### Required task
Produce an exact copy of the lines from the line containing "Indicate the utility" through the last line of the listing below, both ends included, and nothing else.

### Extracted entries
⁂
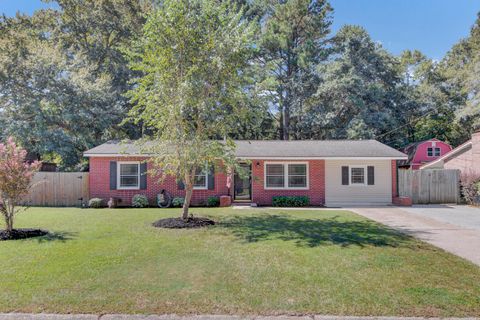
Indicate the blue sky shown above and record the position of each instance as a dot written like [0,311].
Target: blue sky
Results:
[431,26]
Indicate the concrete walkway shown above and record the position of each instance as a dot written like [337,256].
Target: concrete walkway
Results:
[41,316]
[456,239]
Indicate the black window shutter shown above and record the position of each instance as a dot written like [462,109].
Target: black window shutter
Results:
[211,178]
[345,177]
[143,176]
[113,175]
[180,185]
[371,175]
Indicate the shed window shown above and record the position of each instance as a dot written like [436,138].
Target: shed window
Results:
[433,152]
[357,175]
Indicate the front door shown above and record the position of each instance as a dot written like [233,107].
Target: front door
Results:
[243,186]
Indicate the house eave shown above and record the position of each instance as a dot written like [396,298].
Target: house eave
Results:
[109,155]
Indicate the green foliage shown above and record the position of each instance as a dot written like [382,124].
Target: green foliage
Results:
[291,45]
[96,203]
[178,202]
[194,56]
[140,201]
[290,201]
[470,188]
[70,58]
[213,201]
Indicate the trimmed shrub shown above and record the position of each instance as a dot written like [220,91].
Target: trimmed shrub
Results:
[139,201]
[213,201]
[290,201]
[178,202]
[96,203]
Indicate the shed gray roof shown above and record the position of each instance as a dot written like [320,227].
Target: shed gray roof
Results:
[277,149]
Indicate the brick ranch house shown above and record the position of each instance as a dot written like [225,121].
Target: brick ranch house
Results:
[331,173]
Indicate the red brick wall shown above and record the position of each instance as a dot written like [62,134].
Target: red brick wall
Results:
[394,179]
[100,183]
[316,192]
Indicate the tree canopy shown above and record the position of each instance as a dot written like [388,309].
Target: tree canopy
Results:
[194,60]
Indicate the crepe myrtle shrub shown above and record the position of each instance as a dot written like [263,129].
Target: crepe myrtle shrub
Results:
[16,176]
[470,187]
[290,201]
[96,203]
[178,202]
[213,201]
[139,201]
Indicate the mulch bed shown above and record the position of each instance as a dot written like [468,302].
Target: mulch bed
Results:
[16,234]
[179,223]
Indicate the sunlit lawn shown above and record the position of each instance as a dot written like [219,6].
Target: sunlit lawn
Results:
[253,262]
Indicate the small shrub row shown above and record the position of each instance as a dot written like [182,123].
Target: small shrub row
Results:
[141,201]
[290,201]
[178,202]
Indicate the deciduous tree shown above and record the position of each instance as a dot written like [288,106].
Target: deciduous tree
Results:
[194,56]
[15,178]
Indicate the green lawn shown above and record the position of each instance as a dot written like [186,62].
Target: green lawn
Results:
[253,262]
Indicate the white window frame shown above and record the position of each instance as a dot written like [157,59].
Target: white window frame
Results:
[205,187]
[285,175]
[119,187]
[365,176]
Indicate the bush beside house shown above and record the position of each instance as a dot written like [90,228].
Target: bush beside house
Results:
[290,201]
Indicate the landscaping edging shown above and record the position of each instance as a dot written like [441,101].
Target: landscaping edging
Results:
[45,316]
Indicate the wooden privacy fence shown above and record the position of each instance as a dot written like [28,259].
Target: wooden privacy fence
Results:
[58,189]
[430,186]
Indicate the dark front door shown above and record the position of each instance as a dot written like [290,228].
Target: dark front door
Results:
[243,186]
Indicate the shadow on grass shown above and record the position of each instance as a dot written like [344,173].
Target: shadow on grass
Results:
[61,236]
[313,232]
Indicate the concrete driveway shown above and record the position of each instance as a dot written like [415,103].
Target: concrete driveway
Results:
[462,216]
[455,229]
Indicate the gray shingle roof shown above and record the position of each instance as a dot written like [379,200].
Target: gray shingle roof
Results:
[265,149]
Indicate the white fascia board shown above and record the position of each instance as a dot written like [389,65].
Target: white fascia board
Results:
[257,158]
[323,158]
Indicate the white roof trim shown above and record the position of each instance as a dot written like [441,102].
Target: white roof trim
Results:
[448,154]
[104,155]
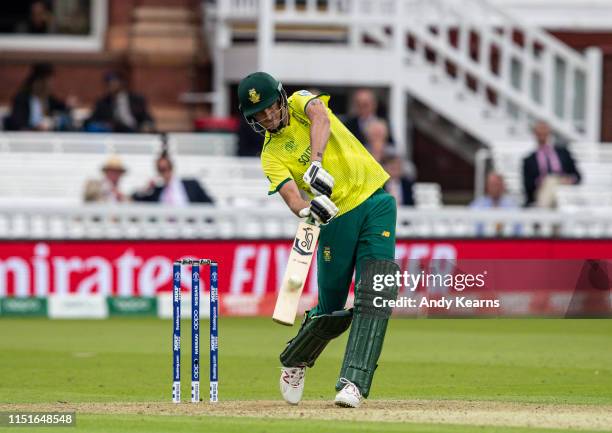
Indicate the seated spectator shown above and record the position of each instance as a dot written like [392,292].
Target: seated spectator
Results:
[364,108]
[399,185]
[40,20]
[120,110]
[171,190]
[550,165]
[106,189]
[35,108]
[495,195]
[377,138]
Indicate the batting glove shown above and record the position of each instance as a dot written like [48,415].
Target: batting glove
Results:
[322,209]
[319,180]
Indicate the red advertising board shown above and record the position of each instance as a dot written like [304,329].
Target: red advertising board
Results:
[246,267]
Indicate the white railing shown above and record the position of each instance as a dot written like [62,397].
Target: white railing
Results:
[208,222]
[515,71]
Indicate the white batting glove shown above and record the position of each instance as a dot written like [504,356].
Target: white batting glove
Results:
[319,180]
[322,209]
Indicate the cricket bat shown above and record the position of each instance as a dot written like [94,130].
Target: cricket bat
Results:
[300,258]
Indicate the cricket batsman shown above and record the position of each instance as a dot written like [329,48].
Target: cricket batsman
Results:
[307,149]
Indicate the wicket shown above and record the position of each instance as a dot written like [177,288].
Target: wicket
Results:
[195,329]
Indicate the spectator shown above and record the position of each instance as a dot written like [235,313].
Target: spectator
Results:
[107,189]
[170,189]
[399,185]
[550,165]
[35,108]
[120,110]
[364,107]
[495,195]
[40,20]
[377,138]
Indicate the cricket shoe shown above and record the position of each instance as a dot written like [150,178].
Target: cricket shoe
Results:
[349,396]
[292,383]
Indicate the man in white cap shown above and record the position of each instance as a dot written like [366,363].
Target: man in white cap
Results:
[107,189]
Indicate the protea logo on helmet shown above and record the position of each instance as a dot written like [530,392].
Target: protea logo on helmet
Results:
[254,97]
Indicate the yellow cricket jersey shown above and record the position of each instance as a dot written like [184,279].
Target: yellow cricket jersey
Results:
[286,156]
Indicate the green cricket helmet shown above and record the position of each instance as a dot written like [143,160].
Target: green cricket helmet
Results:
[258,91]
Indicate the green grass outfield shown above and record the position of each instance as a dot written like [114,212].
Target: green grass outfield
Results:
[545,361]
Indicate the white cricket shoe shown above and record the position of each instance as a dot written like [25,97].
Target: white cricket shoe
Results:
[349,396]
[292,383]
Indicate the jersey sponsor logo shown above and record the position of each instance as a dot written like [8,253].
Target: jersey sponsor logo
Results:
[303,246]
[254,97]
[290,146]
[327,254]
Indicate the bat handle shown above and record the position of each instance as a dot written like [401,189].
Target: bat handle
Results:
[310,220]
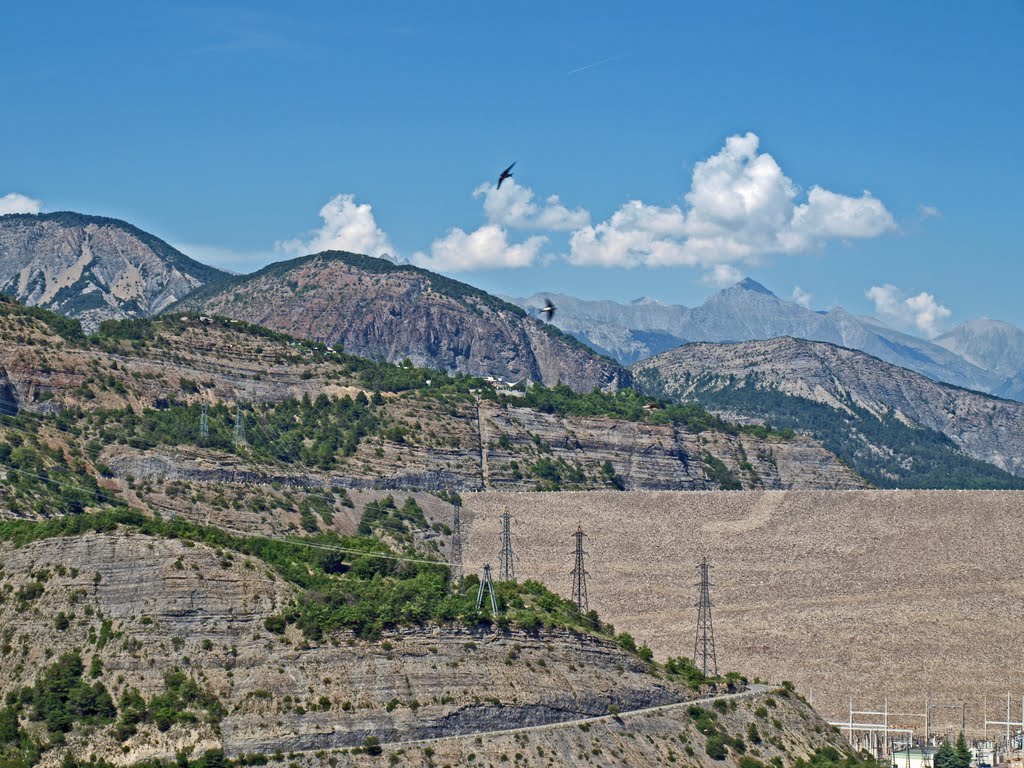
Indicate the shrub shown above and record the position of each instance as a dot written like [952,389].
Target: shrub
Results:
[716,748]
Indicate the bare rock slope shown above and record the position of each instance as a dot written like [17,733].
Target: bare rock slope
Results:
[386,311]
[984,427]
[870,594]
[136,607]
[93,268]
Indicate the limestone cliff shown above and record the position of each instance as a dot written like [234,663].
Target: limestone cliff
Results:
[378,309]
[91,267]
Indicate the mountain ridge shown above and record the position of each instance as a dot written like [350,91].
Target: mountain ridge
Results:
[93,267]
[383,310]
[749,311]
[873,402]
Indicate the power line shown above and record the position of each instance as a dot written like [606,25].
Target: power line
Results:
[486,584]
[580,573]
[456,556]
[240,428]
[506,557]
[704,645]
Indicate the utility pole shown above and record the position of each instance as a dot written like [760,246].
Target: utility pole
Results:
[240,428]
[456,559]
[704,646]
[580,573]
[506,558]
[485,583]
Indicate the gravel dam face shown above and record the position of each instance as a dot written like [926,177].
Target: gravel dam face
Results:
[869,594]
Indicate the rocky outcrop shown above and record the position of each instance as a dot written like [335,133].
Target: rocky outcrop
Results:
[8,395]
[646,456]
[984,427]
[377,309]
[203,610]
[93,268]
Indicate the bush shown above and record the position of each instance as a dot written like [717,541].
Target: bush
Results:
[716,748]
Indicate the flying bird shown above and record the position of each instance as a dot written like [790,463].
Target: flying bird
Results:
[507,173]
[548,310]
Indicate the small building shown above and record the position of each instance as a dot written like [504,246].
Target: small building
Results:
[915,757]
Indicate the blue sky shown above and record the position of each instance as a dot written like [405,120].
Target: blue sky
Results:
[225,129]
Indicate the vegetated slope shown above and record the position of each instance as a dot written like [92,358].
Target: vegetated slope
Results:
[895,427]
[378,309]
[151,638]
[92,267]
[749,311]
[868,594]
[146,640]
[118,416]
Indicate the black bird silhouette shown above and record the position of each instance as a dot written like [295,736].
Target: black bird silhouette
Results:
[549,309]
[507,173]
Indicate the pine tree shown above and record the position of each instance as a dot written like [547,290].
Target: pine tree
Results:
[946,757]
[963,752]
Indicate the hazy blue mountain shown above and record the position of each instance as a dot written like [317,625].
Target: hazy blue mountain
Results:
[749,311]
[993,345]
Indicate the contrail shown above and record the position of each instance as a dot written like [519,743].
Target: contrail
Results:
[591,66]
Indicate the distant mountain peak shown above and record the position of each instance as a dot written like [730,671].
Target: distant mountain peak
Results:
[752,285]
⁂
### Response to the task
Indicate the utility pole shown above and record the position of each instance as a dot written like [760,246].
Target: utility pole
Results:
[240,428]
[456,559]
[704,646]
[580,573]
[506,558]
[485,583]
Indicate the gravel dam face shown above and record the position of each instance as a dot written like [926,177].
Target: gravel dam face
Results:
[869,594]
Indicate the rocky outcrop shown above and record the position of each instance as a dot written like [335,133].
Target: rocky outcrop
Results:
[8,395]
[646,456]
[984,427]
[377,309]
[203,610]
[93,268]
Indicate the bush shown above and record the position of each instance as a dot written like [717,541].
Target: bush
Results:
[716,748]
Indicate the flying bird shown above and record the position of each instance as a dot written like [790,463].
Target: flying bird
Results:
[507,173]
[548,310]
Indicate the small building shown above and record the position of each instance as a dot written like [504,246].
Target: small building
Results:
[915,757]
Indicate the blue sky shown above and record the position of each instance as a dot written like [405,120].
Target: blue sky
Results:
[225,129]
Indicate the vegetated slope shown above and record the position of each instance as a dot written like [92,358].
Target: vegetated slope
Results:
[895,427]
[378,309]
[151,638]
[92,267]
[749,311]
[868,594]
[146,640]
[118,416]
Indicate the black bird silhouette shown above and record the position of each instance as a dot written like [295,736].
Target: black bird silhouette
Results:
[549,309]
[507,173]
Indicate the pine tree shown above and record the position of each instance as a dot written like [547,290].
Target: pine tree
Results:
[946,757]
[963,752]
Indicate the hazy blue mountain shown above and record the position of each instance as a dot written like [317,625].
Target: hazy blue mountain
Results:
[749,311]
[993,345]
Indicate the contrail shown above and record the position of each instance as a dot written like [519,743].
Target: contrail
Results:
[591,66]
Indicate the distant mountain peak shown above and record the position of each instance as a dot written like [730,671].
Target: distant mountain peak
Results:
[752,285]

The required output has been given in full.